Records for this exercise:
****

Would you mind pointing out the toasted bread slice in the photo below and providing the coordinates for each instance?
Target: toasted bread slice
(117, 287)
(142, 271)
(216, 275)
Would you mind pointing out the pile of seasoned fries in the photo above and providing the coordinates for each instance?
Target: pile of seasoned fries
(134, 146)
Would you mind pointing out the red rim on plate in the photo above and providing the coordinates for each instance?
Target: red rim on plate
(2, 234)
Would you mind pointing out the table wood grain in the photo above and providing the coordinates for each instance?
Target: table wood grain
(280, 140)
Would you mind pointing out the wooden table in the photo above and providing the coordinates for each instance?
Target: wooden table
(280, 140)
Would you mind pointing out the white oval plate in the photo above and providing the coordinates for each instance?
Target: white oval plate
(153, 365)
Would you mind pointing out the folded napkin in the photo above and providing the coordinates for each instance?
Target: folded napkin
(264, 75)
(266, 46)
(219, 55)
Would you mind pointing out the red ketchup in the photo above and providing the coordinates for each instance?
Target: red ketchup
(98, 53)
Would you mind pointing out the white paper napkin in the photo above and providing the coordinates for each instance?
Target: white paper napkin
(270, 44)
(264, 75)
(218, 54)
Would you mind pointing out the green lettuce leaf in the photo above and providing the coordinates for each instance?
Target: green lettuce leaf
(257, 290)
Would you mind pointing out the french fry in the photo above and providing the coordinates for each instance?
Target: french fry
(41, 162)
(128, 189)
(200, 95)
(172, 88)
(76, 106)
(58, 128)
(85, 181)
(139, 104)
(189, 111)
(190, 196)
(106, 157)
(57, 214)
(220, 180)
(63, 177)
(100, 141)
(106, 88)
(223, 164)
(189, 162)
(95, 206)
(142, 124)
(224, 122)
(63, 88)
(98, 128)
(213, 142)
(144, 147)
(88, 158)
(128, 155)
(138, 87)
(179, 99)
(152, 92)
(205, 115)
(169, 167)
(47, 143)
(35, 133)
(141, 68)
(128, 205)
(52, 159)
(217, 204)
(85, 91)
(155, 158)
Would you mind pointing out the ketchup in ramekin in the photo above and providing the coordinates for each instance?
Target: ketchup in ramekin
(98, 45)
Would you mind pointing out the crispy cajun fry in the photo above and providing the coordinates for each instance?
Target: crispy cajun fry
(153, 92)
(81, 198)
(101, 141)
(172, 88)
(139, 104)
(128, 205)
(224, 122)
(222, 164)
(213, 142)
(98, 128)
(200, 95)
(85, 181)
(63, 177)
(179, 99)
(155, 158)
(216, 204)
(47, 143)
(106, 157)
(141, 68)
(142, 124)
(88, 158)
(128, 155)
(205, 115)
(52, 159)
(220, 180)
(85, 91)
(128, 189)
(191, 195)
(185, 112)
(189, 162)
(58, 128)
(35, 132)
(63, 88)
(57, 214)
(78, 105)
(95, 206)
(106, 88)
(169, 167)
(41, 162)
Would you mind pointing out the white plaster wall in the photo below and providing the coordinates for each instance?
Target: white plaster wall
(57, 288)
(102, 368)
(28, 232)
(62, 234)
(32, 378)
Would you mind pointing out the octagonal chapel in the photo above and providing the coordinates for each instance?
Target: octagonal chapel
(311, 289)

****

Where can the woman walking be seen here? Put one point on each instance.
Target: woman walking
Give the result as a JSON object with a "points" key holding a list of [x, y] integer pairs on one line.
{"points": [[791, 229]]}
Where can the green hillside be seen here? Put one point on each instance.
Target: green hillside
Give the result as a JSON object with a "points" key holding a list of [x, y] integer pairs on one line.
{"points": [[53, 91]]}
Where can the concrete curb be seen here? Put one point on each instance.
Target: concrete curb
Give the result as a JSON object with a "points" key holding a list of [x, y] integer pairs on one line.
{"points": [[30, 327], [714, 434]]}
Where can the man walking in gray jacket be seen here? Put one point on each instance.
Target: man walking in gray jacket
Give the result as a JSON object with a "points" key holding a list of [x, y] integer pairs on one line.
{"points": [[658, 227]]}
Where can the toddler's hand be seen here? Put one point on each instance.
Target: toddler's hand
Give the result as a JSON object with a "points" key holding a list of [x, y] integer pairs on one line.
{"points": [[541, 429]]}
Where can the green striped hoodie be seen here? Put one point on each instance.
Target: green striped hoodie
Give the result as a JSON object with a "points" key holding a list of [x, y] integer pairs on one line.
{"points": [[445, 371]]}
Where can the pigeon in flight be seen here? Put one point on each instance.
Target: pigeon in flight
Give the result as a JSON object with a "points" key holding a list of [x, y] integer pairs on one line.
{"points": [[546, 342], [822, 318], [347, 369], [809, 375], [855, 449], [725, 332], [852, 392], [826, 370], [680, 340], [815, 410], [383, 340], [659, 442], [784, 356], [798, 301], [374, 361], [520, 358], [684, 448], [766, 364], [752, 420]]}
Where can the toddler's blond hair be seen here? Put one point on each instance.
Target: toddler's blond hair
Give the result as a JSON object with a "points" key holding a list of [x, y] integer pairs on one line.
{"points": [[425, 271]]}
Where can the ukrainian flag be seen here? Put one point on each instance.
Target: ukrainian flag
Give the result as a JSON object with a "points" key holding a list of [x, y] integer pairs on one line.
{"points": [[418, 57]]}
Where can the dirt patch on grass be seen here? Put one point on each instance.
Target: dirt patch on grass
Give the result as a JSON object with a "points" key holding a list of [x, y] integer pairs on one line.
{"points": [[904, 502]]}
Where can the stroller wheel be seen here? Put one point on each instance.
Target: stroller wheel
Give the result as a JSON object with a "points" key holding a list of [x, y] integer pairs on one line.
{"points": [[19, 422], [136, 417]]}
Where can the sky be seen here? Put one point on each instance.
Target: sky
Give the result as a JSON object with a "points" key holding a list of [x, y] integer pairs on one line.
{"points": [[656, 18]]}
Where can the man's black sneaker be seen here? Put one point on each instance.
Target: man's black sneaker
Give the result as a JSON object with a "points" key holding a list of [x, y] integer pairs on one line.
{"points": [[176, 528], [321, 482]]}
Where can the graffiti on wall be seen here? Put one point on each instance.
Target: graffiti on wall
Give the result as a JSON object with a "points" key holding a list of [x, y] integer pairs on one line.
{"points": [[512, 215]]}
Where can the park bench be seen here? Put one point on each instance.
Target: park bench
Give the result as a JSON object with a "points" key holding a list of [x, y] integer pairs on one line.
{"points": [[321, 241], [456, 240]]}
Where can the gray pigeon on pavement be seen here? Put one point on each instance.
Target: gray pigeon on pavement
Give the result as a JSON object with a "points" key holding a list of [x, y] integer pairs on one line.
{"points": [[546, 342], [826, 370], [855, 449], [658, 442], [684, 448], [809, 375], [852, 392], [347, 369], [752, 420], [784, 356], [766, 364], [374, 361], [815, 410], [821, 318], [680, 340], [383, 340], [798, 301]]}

****

Exercise:
Above are records; repeat only the lines starting at the line with "Target: man walking in gray jacket" and ending at the line with "Target: toddler's hand", exactly as they appear, both included.

Written reply:
Target: man walking in gray jacket
Give the result as a JSON object with a "points" key holding a list of [x, y] integer pairs on one line.
{"points": [[658, 227]]}
Where can the toddler's hand be seen here? Put one point on each instance.
Target: toddler's hand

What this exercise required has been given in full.